Provided data =>
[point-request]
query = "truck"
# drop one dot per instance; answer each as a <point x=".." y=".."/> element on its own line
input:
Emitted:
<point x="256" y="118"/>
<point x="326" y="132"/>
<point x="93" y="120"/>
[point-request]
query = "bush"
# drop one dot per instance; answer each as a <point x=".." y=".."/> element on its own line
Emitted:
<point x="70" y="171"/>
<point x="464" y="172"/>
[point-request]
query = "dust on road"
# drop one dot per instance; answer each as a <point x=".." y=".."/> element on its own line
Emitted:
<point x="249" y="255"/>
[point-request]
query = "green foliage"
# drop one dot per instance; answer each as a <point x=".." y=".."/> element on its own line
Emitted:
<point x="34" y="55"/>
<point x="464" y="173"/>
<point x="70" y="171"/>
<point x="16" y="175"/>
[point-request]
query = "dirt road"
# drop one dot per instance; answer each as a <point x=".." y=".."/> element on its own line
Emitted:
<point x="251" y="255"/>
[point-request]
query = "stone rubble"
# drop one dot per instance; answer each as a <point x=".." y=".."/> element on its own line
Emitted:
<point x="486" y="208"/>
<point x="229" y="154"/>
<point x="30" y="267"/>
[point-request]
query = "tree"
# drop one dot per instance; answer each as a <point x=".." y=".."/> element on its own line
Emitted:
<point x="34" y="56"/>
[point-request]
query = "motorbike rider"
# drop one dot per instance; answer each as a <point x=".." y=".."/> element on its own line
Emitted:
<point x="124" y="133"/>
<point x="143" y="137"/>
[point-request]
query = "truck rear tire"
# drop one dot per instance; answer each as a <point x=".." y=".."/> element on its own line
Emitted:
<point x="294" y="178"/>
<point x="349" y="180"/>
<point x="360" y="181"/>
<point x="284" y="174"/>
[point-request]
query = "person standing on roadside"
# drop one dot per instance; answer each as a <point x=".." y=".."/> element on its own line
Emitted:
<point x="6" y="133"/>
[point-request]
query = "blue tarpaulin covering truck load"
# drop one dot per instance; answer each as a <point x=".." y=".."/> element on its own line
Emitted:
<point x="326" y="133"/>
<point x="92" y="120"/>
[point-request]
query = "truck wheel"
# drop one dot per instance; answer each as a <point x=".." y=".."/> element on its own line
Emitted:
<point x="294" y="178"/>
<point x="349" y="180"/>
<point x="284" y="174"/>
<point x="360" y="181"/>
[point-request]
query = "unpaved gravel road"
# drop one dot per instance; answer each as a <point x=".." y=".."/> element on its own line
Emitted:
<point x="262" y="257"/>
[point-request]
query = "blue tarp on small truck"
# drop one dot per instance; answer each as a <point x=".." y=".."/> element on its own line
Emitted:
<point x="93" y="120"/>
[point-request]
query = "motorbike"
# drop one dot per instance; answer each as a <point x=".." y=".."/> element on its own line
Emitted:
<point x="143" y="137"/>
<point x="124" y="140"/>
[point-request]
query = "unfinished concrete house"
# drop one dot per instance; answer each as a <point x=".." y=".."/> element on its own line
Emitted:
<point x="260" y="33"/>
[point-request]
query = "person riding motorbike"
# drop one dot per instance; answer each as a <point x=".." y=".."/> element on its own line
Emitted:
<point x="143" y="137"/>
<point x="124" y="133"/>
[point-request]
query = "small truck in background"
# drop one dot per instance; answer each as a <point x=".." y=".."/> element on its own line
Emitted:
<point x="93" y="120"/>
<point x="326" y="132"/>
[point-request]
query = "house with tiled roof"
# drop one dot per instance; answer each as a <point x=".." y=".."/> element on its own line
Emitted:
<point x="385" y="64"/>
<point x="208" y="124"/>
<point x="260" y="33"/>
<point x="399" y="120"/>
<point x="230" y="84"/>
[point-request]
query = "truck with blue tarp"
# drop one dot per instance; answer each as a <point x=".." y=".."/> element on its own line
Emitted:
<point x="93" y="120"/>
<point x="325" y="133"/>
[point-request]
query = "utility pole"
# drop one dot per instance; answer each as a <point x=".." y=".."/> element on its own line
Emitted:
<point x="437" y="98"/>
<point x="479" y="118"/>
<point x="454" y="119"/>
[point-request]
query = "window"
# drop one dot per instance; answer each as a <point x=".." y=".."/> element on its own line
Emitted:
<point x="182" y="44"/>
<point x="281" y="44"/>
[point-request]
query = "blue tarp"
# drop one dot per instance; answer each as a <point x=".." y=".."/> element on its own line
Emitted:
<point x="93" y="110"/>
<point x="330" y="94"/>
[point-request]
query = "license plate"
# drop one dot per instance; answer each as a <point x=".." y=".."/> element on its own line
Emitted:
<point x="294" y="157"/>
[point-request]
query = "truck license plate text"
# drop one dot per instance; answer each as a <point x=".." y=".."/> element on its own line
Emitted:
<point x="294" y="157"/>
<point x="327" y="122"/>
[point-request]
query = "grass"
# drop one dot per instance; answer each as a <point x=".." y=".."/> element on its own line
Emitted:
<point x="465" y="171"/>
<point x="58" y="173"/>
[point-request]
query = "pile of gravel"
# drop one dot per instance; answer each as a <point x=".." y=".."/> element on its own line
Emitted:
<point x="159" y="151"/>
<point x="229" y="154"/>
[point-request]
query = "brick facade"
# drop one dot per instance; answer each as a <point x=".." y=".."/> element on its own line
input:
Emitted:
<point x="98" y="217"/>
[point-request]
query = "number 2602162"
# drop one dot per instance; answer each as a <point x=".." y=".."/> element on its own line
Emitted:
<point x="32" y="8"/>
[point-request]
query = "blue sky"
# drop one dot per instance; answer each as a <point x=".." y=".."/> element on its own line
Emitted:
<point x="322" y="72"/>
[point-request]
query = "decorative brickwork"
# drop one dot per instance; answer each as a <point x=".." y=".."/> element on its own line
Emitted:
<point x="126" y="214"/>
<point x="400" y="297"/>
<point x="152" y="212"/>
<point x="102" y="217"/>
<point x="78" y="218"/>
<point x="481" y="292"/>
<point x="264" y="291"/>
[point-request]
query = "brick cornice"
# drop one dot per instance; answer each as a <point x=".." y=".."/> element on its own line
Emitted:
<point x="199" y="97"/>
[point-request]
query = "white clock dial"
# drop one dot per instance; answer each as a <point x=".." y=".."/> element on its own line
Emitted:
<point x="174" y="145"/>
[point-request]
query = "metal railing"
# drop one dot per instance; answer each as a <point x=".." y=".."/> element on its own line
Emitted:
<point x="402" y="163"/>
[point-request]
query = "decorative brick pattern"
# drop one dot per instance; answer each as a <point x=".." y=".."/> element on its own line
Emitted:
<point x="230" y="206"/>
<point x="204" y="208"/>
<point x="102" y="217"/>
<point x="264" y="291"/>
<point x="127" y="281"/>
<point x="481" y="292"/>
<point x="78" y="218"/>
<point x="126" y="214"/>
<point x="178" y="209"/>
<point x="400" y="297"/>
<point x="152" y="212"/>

Directions for this task =>
Repeat the listing above word for word, with no line missing.

Written response =>
[point-request]
query = "truck"
# drop one dot per instance; answer each as a <point x=".." y=".."/> element on its own line
input:
Emitted:
<point x="256" y="118"/>
<point x="326" y="132"/>
<point x="93" y="120"/>
[point-request]
query = "bush"
# drop one dot per instance; answer each as a <point x=".." y=".."/> element on its own line
Emitted:
<point x="70" y="171"/>
<point x="464" y="172"/>
[point-request]
query = "dust on road"
# drop one dot per instance; answer each as a <point x=".." y=".."/> element on its own line
Emitted:
<point x="249" y="255"/>
[point-request]
query = "green foliage"
# drop one dot per instance; answer each as a <point x=".." y=".."/> element on its own line
Emitted:
<point x="34" y="55"/>
<point x="464" y="173"/>
<point x="70" y="171"/>
<point x="16" y="175"/>
[point-request]
query = "dirt road"
# drop one dot per instance; answer each as a <point x=".." y=".."/> element on its own line
Emitted:
<point x="251" y="255"/>
[point-request]
query = "stone rubble"
# drop one dot per instance; answer each as a <point x=".." y=".."/> element on its own line
Emitted:
<point x="486" y="208"/>
<point x="229" y="154"/>
<point x="30" y="267"/>
[point-request]
query = "tree"
# drop one dot per instance; answer each as a <point x=".." y=".."/> element on its own line
Emitted:
<point x="34" y="56"/>
[point-request]
query = "motorbike rider"
# drop one dot per instance; answer each as a <point x=".." y=".."/> element on its own line
Emitted:
<point x="124" y="133"/>
<point x="143" y="137"/>
[point-request]
query = "truck rear tire"
# drop one dot per instance; answer each as a <point x=".." y=".."/> element on its own line
Emitted:
<point x="294" y="178"/>
<point x="349" y="180"/>
<point x="360" y="181"/>
<point x="284" y="174"/>
[point-request]
query = "person standing on roadside"
# drop one dot per instance; answer each as a <point x=".." y=".."/> element on its own line
Emitted:
<point x="6" y="133"/>
[point-request]
query = "blue tarpaulin covering truck load"
# drop one dot per instance; answer each as a <point x=".." y=".."/> element on its own line
Emitted:
<point x="326" y="133"/>
<point x="92" y="120"/>
[point-request]
query = "truck wheel"
# drop one dot per instance; answer each as a <point x=".." y=".."/> element on its own line
Emitted:
<point x="294" y="178"/>
<point x="349" y="180"/>
<point x="284" y="174"/>
<point x="360" y="181"/>
[point-request]
query = "unpaved gravel road"
# drop one dot per instance; answer each as a <point x=".." y=".."/> element on its own line
Emitted:
<point x="262" y="257"/>
[point-request]
query = "blue tarp on small truck"
# drop one dot per instance; answer each as a <point x=".." y=".."/> element on its own line
Emitted:
<point x="93" y="120"/>
[point-request]
query = "motorbike"
# drop one dot per instance; answer each as a <point x=".." y=".."/> element on its own line
Emitted:
<point x="143" y="137"/>
<point x="124" y="140"/>
[point-request]
query = "unfinished concrete house"
# drop one dot per instance; answer each as a <point x=".." y=".."/> element on its own line
Emitted:
<point x="260" y="33"/>
[point-request]
query = "person riding motorbike"
# drop one dot per instance; answer each as a <point x=".." y=".."/> element on its own line
Emitted:
<point x="143" y="137"/>
<point x="124" y="133"/>
[point-request]
query = "small truck in background"
# drop one dot per instance; answer each as a <point x=".." y=".."/> element on its own line
Emitted:
<point x="93" y="120"/>
<point x="326" y="132"/>
[point-request]
query = "house with tiled roof"
# drop one dot per instance; answer each as a <point x=".." y=".."/> element on its own line
Emitted:
<point x="385" y="64"/>
<point x="208" y="124"/>
<point x="260" y="33"/>
<point x="399" y="120"/>
<point x="230" y="84"/>
[point-request]
query = "truck with blue tarp"
# drop one dot per instance; answer each as a <point x=".." y=".."/> element on its own line
Emitted:
<point x="93" y="120"/>
<point x="325" y="133"/>
[point-request]
query = "utility pole"
# drop one dot per instance; answer each as a <point x=".." y=".."/> element on its own line
Emitted:
<point x="437" y="98"/>
<point x="479" y="118"/>
<point x="454" y="119"/>
[point-request]
query = "window"
# drop one dot per instance; answer each as a <point x=".." y=".."/> element on its own line
Emitted:
<point x="182" y="44"/>
<point x="281" y="44"/>
[point-request]
query = "blue tarp"
# drop one dot per instance; answer each as a <point x=".." y=".."/> element on its own line
Emitted:
<point x="93" y="110"/>
<point x="330" y="94"/>
[point-request]
query = "license plate"
# drop one dot per instance; answer each as a <point x=".." y=".."/> element on its own line
Emitted:
<point x="294" y="157"/>
[point-request]
query = "truck license plate text"
# drop one dot per instance; answer each as a <point x=".." y=".."/> element on its own line
Emitted:
<point x="294" y="157"/>
<point x="327" y="122"/>
[point-request]
query = "grass"
# drop one dot per instance; answer each as a <point x=".." y=".."/> element on its own line
Emitted:
<point x="465" y="171"/>
<point x="58" y="173"/>
[point-request]
query = "pile of gravel"
# drop one dot per instance; answer each as a <point x=".." y=".."/> element on its own line
Emitted:
<point x="159" y="151"/>
<point x="229" y="154"/>
[point-request]
query = "brick facade"
# drop one dot per instance; answer each as a <point x=".." y=".."/> element on its own line
input:
Emitted:
<point x="98" y="217"/>
[point-request]
query = "number 2602162"
# drop one dot per instance; answer each as a <point x=".." y=".."/> element on its own line
Emitted:
<point x="32" y="8"/>
[point-request]
query = "blue sky"
# drop one dot per instance; answer each as a <point x=".." y=".."/> element on its own line
Emitted:
<point x="322" y="72"/>
[point-request]
query = "decorative brickwork"
# drop one dot per instance; answer each as a <point x=".." y=".."/> element on its own line
Emitted:
<point x="126" y="214"/>
<point x="400" y="297"/>
<point x="152" y="212"/>
<point x="102" y="217"/>
<point x="78" y="218"/>
<point x="481" y="292"/>
<point x="264" y="291"/>
[point-request]
query = "brick cornice"
# drop one dot per instance; answer each as a <point x=".." y=".."/> element on its own line
Emitted:
<point x="199" y="97"/>
[point-request]
query = "white clock dial"
# drop one dot per instance; answer each as a <point x=".." y=".."/> element on its own line
Emitted:
<point x="174" y="145"/>
[point-request]
query = "metal railing"
# drop one dot per instance; answer each as a <point x=".." y=".."/> element on its own line
Emitted:
<point x="402" y="163"/>
[point-request]
query = "decorative brick pattern"
# drop one dot per instance; answer each as a <point x=".." y=".."/> element on its own line
Emitted:
<point x="230" y="206"/>
<point x="204" y="208"/>
<point x="102" y="217"/>
<point x="264" y="291"/>
<point x="127" y="281"/>
<point x="481" y="292"/>
<point x="78" y="218"/>
<point x="126" y="214"/>
<point x="178" y="209"/>
<point x="400" y="297"/>
<point x="152" y="212"/>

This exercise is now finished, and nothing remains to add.